§ STORED RECORDS
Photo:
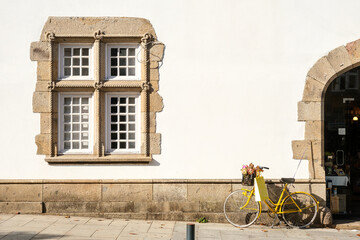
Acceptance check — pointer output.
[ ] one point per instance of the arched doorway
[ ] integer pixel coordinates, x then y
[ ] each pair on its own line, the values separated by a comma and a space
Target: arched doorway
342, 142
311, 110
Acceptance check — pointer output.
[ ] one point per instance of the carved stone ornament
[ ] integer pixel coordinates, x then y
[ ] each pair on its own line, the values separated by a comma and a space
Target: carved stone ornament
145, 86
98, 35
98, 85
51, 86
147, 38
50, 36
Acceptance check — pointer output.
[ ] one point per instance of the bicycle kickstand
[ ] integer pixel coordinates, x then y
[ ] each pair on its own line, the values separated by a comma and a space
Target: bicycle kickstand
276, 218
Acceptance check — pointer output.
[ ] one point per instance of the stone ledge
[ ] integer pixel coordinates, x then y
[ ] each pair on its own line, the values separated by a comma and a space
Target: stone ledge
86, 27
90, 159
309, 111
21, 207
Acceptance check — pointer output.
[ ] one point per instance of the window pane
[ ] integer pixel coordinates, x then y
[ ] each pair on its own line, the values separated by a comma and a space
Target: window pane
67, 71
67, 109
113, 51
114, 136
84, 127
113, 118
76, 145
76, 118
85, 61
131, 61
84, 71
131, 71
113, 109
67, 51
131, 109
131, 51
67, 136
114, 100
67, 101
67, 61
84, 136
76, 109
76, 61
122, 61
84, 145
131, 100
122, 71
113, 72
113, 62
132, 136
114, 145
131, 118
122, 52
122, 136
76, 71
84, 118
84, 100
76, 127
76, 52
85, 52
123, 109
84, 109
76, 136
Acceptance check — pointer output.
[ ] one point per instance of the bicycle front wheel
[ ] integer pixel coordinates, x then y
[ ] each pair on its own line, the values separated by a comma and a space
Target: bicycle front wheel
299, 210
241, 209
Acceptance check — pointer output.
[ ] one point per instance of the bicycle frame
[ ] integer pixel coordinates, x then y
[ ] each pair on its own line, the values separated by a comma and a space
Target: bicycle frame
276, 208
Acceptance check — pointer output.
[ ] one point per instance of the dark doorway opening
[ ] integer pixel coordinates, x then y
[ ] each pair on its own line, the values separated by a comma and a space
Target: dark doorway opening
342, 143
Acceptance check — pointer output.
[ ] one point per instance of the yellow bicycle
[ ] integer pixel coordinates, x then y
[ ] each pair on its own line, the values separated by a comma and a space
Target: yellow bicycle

§ REQUIREMENT
Images in the data above are to be skipped. Retype all other material exactly.

§ RESULT OF THIS EXERCISE
Photo:
Acceptance check — pointer output.
[ ] one point per instance of the arched doorway
[ ] integer pixel coordinates, x then y
[ ] each pair on its own line, the values separated by a comma and a space
Target: arched doorway
342, 142
311, 110
Acceptance check — pointer output.
[ ] one point per instance of the carved stone ornament
[ ] integer pixel coordinates, x then y
[ ] each pair on its own line, the values separated by a comma and a space
Target: carved stone ornament
145, 86
98, 35
98, 85
51, 86
147, 38
50, 36
Acceptance check — pointer output.
[ ] one point per instance of the bicycle kickstand
[ ] integer pixel coordinates, x then y
[ ] each pair on its own line, the values separated by a comma and a space
Target: bicycle kickstand
276, 218
Acceptance check — pointer output.
[ ] one point per instance of the stone ledge
[ ] integer pixel coordinates, x then y
[ ] each pair on its own line, the values separated by a comma and a space
Target: stone ledge
86, 27
90, 159
309, 111
21, 207
Acceptance check — pointer output.
[ ] one point per instance of the window pane
[ ] integer pixel coordinates, x then y
[ ] each pair on its own line, the values separated by a comma and a space
Target: window pane
67, 71
67, 109
113, 51
114, 136
84, 127
113, 118
76, 145
76, 118
85, 61
131, 61
84, 71
131, 71
113, 109
67, 51
131, 109
131, 51
67, 136
114, 100
67, 101
67, 61
84, 136
76, 109
76, 61
122, 61
84, 145
131, 100
122, 71
113, 72
113, 62
132, 136
114, 145
131, 118
122, 52
122, 136
76, 71
84, 118
84, 100
76, 127
76, 52
85, 52
123, 109
84, 109
76, 136
Acceptance check — pointer output.
[ ] one point per instance of the bicycle front wheel
[ ] integer pixel coordinates, x then y
[ ] each pair on its own line, the values separated by a comma and a space
Target: bicycle front wheel
299, 210
241, 209
Acceptance check — pointer output.
[ ] one point per instance of the bicycle frame
[ ] integer pixel coordinates, x then y
[ ] each pair on its own line, the values separated by a comma and a space
Target: bicycle frame
276, 208
Acceptance check — pointer output.
[ ] one point per instance of the dark doorway opening
[ ] integer pixel coordinates, x then y
[ ] each pair on its own line, the values separated by a comma and a space
Target: dark doorway opening
342, 143
Acceptance check — pointer output.
[ ] one point per instance of the yellow bicycle
[ ] integer pixel coordinates, x then y
[ ] each pair on its own line, the values separated by a comma and a space
Target: yellow bicycle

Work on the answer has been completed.